__Article__.

Your Altima's exhaust does a lot: it breaks down pollutants, quiets the engine, moves exhaust gases away from the cabin, and even increases power. When something goes wrong, it can keep your car form performing at its best, and can even pose a serious safety hazard. Here's what you need to know to find and fix issues with your car's exhaust system, from the exhaust manifolds to the tailpipes.
How It Works When the burnt fuel and air are pushed out of the engine, they enter the exhaust manifold. This part uses a set of tubes to collect the exhaust gases and merge them into a single outlet. This lets the exhaust pulses pull gases out of the cylinders, which helps to increase power. There's on manifold on each cylinder bank: if you have a four cylinder, there will be one manifold. If you have a V6, there will be two manifolds.
Next, the exhaust passes through a catalytic converter. The number of converters and their position varies depending on the model you have and the engine. Older Altimas have a small “pre-cat” converter next to the exhaust manifolds and a full size converter further down the exhaust stream, while newer models will have full size converters next to the manifolds.
After this, the exhaust goes through a down pipe. This has a flex pipe, which acts as a flexible joint that absorbs vibrations from the engine. One or more oxygen sensors are used to let the ECU monitor the exhaust and ensure the converters correctly. The catalyst in a catalytic converter reacts with the exhaust gases, burning any remaining fuel and breaking down pollutants into their less harmful components. A certain amount of oxygen is needed for this reaction to take place, and that oxygen should be removed by the reaction. Oxygen sensors may be located on the exhaust manifolds, on the downpipe, or on both parts.
This is followed by more pipe going toward the rear of the vehicle. Along this pipe are mufflers which bounce around the exhaust, absorbing shock waves to quiet the exhaust note and smooth it out. Recent models send the exhaust through a single tube that ends in a Y-pipe. This pipe splits the exhaust flow into two sections, with each section feeding into a muffler. Some exhausts finish with tips that dress up the rear end.
The exhaust system attaches to the car using rubber mounts that go over hangers. This lets the components swing back and forth as the vehicle passes over bumps. Sections of the exhaust are connected using bolts and gaskets to create a tight seal.
Since the exhaust is hot, heat shields are placed in strategic locations to control temperatures in the engine bay and cabin. There are shields over the exhaust manifolds and catalytic converters, as well as a few other key points.
What's “Right” and “Left” on a V6? If you're looking for a V6 exhaust manifold, picking one for the side you need can be a little confusing. Right and left on an engine is determined by their orientation to the front of the motor. On a transverse V6, the front of the engine is facing the passenger side of the car, so the side closest to the radiator is the right side, while the side closest to the firewall is the left side.
California vs. Federal Emissions Systems The California Air Resource Board (CARB) issues emissions standards going above and beyond those required by federal law. Some Altimas have emissions systems built specifically to meet CARB's stricter requirements, and that means some exhaust components will be different. Since we share a border, it's pretty common to come across these cars here in Arizona.

__Available records__.
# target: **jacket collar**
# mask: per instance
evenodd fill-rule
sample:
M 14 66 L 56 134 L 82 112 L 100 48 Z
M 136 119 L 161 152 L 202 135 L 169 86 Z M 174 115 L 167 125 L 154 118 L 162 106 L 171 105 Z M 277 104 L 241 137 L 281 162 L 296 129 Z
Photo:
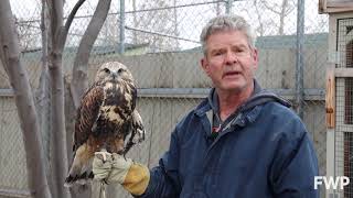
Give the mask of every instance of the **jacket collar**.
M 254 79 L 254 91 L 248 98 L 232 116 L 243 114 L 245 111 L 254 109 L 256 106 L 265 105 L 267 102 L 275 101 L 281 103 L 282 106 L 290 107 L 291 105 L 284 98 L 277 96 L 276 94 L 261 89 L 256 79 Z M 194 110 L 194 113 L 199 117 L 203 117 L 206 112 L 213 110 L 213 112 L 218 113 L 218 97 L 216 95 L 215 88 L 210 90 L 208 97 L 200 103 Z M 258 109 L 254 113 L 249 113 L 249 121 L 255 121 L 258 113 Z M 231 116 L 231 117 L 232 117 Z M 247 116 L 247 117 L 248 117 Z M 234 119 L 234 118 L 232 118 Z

==

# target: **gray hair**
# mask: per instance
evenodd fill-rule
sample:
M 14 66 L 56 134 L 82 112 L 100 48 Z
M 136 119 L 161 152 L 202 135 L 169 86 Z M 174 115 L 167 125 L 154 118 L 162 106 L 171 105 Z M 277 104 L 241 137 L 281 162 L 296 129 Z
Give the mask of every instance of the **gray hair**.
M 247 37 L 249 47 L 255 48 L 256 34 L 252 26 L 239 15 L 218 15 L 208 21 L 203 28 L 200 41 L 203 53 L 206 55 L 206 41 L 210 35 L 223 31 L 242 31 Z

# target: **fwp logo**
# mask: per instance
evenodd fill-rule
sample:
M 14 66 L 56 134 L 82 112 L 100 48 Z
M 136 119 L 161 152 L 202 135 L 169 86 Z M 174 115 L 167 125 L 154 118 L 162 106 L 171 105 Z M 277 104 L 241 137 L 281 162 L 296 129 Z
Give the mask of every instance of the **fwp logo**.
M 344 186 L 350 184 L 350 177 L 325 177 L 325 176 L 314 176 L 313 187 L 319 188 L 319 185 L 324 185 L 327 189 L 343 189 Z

__Given task 1__. Reproduce the part of the Altima exhaust article that begins at the words "Next, the exhaust" and stops after "to the manifolds.".
__Given task 2__. Gather every line of the records that contains the string "logo". Case counts.

__Complete answer 1__.
Next, the exhaust passes through a catalytic converter. The number of converters and their position varies depending on the model you have and the engine. Older Altimas have a small “pre-cat” converter next to the exhaust manifolds and a full size converter further down the exhaust stream, while newer models will have full size converters next to the manifolds.

__Complete answer 2__.
# target: **fwp logo**
Give the mask of every instance of the **fwp logo**.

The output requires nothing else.